* _THE EXERCISE_
Transcribe the listing word for word.

Items listed in a dataset:
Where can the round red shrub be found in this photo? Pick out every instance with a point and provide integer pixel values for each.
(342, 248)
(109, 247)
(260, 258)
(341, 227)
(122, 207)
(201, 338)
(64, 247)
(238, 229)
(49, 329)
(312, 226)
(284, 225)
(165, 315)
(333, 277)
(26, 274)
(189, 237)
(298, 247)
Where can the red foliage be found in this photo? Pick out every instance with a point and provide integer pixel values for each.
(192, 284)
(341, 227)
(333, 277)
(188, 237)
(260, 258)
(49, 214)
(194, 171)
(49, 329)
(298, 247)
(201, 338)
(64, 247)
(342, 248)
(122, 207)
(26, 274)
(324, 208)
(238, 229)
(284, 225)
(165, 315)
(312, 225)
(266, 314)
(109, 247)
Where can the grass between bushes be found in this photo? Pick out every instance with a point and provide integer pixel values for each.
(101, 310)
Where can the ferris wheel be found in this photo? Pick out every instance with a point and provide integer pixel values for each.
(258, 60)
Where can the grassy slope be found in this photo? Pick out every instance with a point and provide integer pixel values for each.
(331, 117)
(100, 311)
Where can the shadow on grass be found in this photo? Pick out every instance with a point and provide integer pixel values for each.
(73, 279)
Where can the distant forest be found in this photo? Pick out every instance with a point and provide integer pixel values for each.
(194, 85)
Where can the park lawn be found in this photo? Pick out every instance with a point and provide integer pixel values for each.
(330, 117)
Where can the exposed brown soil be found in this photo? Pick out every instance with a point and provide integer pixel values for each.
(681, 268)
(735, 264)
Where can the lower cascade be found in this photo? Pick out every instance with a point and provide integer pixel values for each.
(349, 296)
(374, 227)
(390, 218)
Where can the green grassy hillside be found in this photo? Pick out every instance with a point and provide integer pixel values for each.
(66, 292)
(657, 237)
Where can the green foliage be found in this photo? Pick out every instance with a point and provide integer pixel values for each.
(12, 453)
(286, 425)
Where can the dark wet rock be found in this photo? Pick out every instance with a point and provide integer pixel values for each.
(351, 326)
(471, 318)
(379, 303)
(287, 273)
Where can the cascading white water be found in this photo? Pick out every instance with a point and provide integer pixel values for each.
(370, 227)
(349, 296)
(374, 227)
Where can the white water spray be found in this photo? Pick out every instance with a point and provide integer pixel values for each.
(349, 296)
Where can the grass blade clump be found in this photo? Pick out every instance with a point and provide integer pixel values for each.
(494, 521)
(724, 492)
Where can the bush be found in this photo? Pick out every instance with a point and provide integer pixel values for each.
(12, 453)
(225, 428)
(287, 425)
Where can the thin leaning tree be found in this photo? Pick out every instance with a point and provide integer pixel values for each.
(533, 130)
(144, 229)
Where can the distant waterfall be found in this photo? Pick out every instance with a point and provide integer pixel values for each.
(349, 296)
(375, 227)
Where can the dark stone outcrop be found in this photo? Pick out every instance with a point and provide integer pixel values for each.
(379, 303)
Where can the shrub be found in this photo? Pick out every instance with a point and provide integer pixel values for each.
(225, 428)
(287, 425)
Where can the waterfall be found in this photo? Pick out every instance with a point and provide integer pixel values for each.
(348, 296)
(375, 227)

* _WRITTEN SOLUTION_
Where can the round red shrub be found in this photo? Pick out every instance with a point and provide integer pixel values for each.
(342, 248)
(109, 247)
(260, 258)
(341, 227)
(122, 207)
(201, 338)
(64, 247)
(238, 229)
(49, 329)
(312, 226)
(284, 225)
(165, 315)
(333, 277)
(26, 274)
(189, 237)
(298, 247)
Where can the red foliage be found in this photo? Pick out every instance with a point and provide integer pixel values for each.
(192, 284)
(341, 227)
(333, 277)
(188, 237)
(260, 258)
(49, 214)
(194, 171)
(49, 329)
(298, 247)
(201, 338)
(64, 247)
(342, 248)
(122, 207)
(26, 274)
(324, 208)
(238, 229)
(284, 225)
(165, 315)
(312, 225)
(266, 314)
(109, 247)
Where can the grass between bushes be found in this photo? Pick out every instance with a point and provide integer pixel values for each.
(101, 310)
Where can the ferris wheel be found in this photo? Pick out every instance with a point and provide integer pixel values for each.
(258, 60)
Where can the grassy slope be found in this photo? Pick out every instance with a point and provide integer pixel values for each.
(331, 117)
(100, 311)
Where can the shadow on grass be found in this photo? Pick out every instance with a point and provide integer pixel values for each.
(73, 279)
Where can the distant forest be found in this photo? Pick out every instance with a point and provide integer pixel values for each.
(194, 85)
Where can the park lawn be found in this photo? Pick out every instance with a point and provide integer pixel values for each.
(330, 117)
Where can the exposed brown soil be found in this photo? Pick out every instance with a point and provide integer pixel values for each.
(681, 268)
(735, 264)
Where can the lower cascade be found in this photo? Pick out every instance with a point and provide integer pixel values for each.
(349, 296)
(374, 227)
(390, 218)
Where can the green grassy hillside be found in this photo? Pick out every instance with a point and provide integer pixel values for each.
(66, 292)
(657, 237)
Where can the green foliage be found in this photo? Pick out every instance with a point and provide integer pixel values for each.
(12, 453)
(286, 425)
Where can the dark wet rock be found in this photo? Pick out every instance with a point and provide integer pixel values for each.
(351, 326)
(471, 318)
(379, 303)
(287, 273)
Where can the cascading white water be found in this photo? Pick out every instance with a point and provide integer pixel values for each.
(370, 227)
(349, 296)
(374, 227)
Where can the white water spray be found in this photo? Pick out every instance with a point and provide integer pixel values for each.
(349, 296)
Where can the grass blade clump be found in this photo? Pick out every instance with a point and provide integer pixel values for each.
(494, 521)
(724, 492)
Where can the bush be found in this photo? Pick out every instance with a point and provide integer pixel values for each.
(12, 453)
(225, 428)
(287, 425)
Where can the thin leaning tree be found in this photo? Pick out every instance with a point and provide integer pixel values for each.
(533, 130)
(144, 229)
Where can the distant waterfall be found in this photo? Pick out every instance with a point and provide integer pixel values for each.
(349, 296)
(375, 227)
Where can the dark stone outcrop be found in this photo? Pick out every instance with a point and provide integer pixel values for each.
(379, 303)
Where can the shrub be found in this photo? Pick out every instance with a point and provide integer pixel values for each.
(225, 428)
(287, 425)
Where can the waterfall be found in this photo? Pick out every instance with a point and provide integer pixel values for each.
(348, 296)
(375, 227)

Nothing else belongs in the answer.